What you are asked to do :: How many lines in the listing below contain the string "rough"? Reply with the number alone.
BEGIN Data provided
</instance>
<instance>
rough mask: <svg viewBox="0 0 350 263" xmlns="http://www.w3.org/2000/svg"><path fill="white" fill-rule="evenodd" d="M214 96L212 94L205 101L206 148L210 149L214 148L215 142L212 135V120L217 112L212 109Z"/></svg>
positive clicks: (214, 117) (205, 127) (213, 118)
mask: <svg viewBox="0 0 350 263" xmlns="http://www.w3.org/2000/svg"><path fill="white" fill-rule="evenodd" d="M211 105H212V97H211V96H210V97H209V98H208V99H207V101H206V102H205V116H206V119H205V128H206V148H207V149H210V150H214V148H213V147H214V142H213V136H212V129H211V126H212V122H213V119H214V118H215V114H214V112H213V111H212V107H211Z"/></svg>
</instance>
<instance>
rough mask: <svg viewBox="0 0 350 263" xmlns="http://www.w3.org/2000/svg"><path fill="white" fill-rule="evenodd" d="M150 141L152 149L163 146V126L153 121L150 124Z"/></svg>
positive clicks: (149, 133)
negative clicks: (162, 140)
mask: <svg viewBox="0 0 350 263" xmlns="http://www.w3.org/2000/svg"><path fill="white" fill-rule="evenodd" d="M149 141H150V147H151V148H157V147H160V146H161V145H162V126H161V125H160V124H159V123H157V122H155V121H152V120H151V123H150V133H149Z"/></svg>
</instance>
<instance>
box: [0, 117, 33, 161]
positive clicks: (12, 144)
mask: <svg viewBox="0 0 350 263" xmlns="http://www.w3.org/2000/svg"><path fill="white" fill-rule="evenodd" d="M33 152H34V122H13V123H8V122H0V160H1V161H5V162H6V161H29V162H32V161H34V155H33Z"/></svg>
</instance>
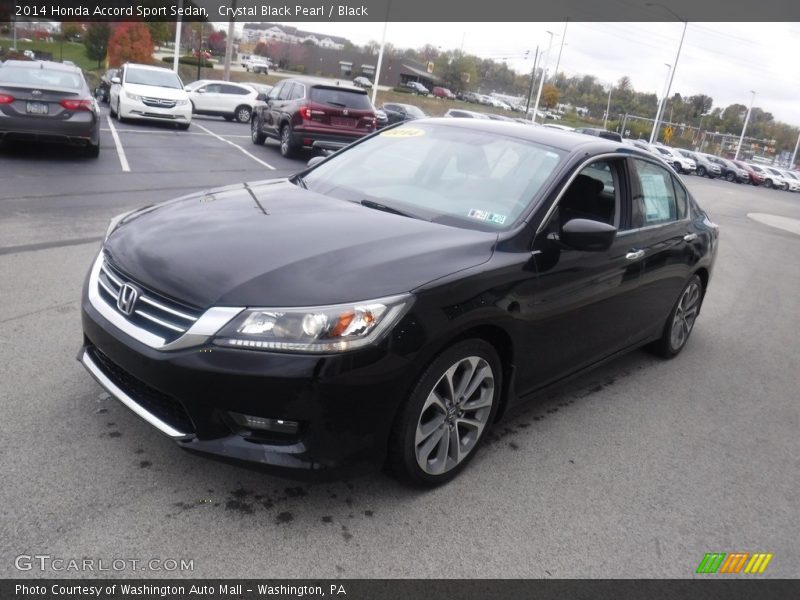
END Data provided
Exercise solution :: 2